Encontros Bibli: Revista Eletrônica de Biblioteconomia e Ciência da Informação

A LEITURA E O ESTUDANTE DE BIBLIOTECONOMIA: UM INSTRUMENTO PARA SUA FORMAÇÃO
Rogério Xavier Neves 
RESUMO
Através de estudos com base na comunidade de estudantes do curso de Biblioteconomia da UNESP- Marília, sua relação com a leitura, o espaço que ela ocupa neste meio e sua influência na formação dos estudantes, procurou-se estabelecer qual a posição do estudante universitário, no caso de Biblioteconomia, quanto à sua formação como leitor. A leitura e a relação direta com a escrita também é parte integrante do trabalho, pela sistematização de conceitos, considerando-se também outras hipóteses como, por exemplo, esforços sobre a leitura como pesquisa educacional e a evolução da leitura na sociedade diante dos problemas sociais, políticos e econômicos.
PALAVRAS - CHAVE: Leitura - Estudantes - Biblioteconomia - Educação - Sociedade
 

1. Apresentação

Partindo da idéia de que ler é compreender melhor o mundo em que se vive, adquirindo conhecimentos, pode - se dizer que a leitura é um indicativo fundamental para o desenvolvimento de uma nação. Vista como um instrumento de poder, a leitura vem através dos tempos assumindo seu papel na sociedade, que é o de contribuir como decodificadora de signos, embora vá além deste nível. FREIRE (1983) comenta que os signos são os próprios fatos, acontecimentos, situações reais ou imaginárias em que os sons, paisagens, imagens tendem a melhorar a relação homem - meio - mundo.

Diante dos avanços tecnológicos, como por exemplo os meios de comunicação, essa relação tem se tornado cada vez mais prejudicada, pois a praticidade e versatilidade desses veículos de massa proporcionam um menor número de leitores; consequentemente a leitura perde seu espaço nesse meio e SILVA (1988) toca num ponto crucial, que é a necessidade de se criar uma sólida tradição científica na área da leitura, procurando superar o descaso na investigação.

A importância de trabalhar nesta investigação é por crer que o hábito de ler exerce uma grande força num contexto social, político, econômico e cultural, uma nova perspectiva de vida e visão de mundo. Corroborando esse entendimento, KLEIMAN (1989),  "aborda a leitura de mundo através da atuação do conhecimento prévio, essencial à compreensão, pois é o conhecimento que o leitor tem sobre o assunto, mundo, que lhe permite fazer as inferências necessárias para relacionar partes de um texto num todo coerente."

A realidade está aí para mostrar a problemática existente na sociedade quando PINHEIRO (1988) afirma que o desinteresse pela leitura é um grave problema, pois a falta de informação leva à preguiça mental e conduz a humanidade ao caos social e cultural; infelizmente, nos meios acadêmicos também. Ora, se o contingente universitário apresenta sérios problemas no que diz respeito a leitura, linguagem, etc., sendo ele considerado parte da elite pensante do país, isso nada mais é do que o reflexo de uma organização desestruturada em termos de formação de futuros leitores e incentivadores da leitura. Nesse sentido, considera - se uma agravante quando se trata do bibliotecário. De acordo com BARROS (1986), "O bibliotecário que não lê se castra consciente ou inconscientemente. Não avança e não promove conhecimento. Não se arma para os imprevistos do dia - a - dia, esquecendo -se que a biblioteca e a universidade são palcos de incontáveis dúvidas que sua cultura pode ajudar."

• [INSTRUÇÃO 1] No texto fornecido, de que universidade é o curso de Biblioteconomia cujos estudantes foram estudados?
• [INSTRUÇÃO 2] Transcreva literalmente, do texto fornecido, o trecho que vai de "A LEITURA E O" até "políticos e econômicos.".

• [Dados de anotação de regiões da imagem]
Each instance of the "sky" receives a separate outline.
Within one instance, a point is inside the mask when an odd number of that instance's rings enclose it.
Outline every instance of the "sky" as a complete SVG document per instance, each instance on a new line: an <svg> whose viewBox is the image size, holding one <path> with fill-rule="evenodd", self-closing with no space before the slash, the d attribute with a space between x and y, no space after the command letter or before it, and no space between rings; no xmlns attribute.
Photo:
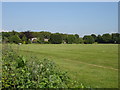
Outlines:
<svg viewBox="0 0 120 90"><path fill-rule="evenodd" d="M80 36L118 32L118 3L3 2L2 29Z"/></svg>

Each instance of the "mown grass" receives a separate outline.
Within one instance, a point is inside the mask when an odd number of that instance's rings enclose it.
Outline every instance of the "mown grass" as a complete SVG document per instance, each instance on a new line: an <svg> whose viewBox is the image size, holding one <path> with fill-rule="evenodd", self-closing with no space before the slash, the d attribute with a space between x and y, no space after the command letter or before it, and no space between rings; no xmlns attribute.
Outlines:
<svg viewBox="0 0 120 90"><path fill-rule="evenodd" d="M93 88L118 87L117 44L23 44L11 46L26 58L53 60L73 80Z"/></svg>

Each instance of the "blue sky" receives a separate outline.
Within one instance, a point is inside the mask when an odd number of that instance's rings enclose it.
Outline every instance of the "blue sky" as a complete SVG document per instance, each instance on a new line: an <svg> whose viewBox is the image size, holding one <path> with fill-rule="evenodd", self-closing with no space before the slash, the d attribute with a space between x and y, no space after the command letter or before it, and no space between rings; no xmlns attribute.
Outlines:
<svg viewBox="0 0 120 90"><path fill-rule="evenodd" d="M117 2L3 2L3 29L68 34L118 32Z"/></svg>

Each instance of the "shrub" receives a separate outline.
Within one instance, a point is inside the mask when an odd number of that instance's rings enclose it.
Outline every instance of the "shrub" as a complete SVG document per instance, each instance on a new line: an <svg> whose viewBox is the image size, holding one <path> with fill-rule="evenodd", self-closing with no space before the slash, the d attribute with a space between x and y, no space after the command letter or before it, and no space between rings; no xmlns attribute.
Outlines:
<svg viewBox="0 0 120 90"><path fill-rule="evenodd" d="M48 59L31 57L28 61L11 49L3 51L2 88L84 88Z"/></svg>

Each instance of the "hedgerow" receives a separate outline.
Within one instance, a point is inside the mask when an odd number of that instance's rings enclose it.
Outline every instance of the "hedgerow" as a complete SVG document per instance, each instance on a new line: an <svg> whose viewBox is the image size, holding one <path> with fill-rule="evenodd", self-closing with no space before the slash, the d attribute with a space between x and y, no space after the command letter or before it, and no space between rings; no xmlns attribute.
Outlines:
<svg viewBox="0 0 120 90"><path fill-rule="evenodd" d="M3 50L2 88L85 88L73 82L67 72L60 71L53 61L17 55Z"/></svg>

• [RESPOSTA COMENTADA 1] Da UNESP, em Marília.

• [RESPOSTA COMENTADA 2]
A LEITURA E O ESTUDANTE DE BIBLIOTECONOMIA: UM INSTRUMENTO PARA SUA FORMAÇÃO
Rogério Xavier Neves 
RESUMO
Através de estudos com base na comunidade de estudantes do curso de Biblioteconomia da UNESP- Marília, sua relação com a leitura, o espaço que ela ocupa neste meio e sua influência na formação dos estudantes, procurou-se estabelecer qual a posição do estudante universitário, no caso de Biblioteconomia, quanto à sua formação como leitor. A leitura e a relação direta com a escrita também é parte integrante do trabalho, pela sistematização de conceitos, considerando-se também outras hipóteses como, por exemplo, esforços sobre a leitura como pesquisa educacional e a evolução da leitura na sociedade diante dos problemas sociais, políticos e econômicos.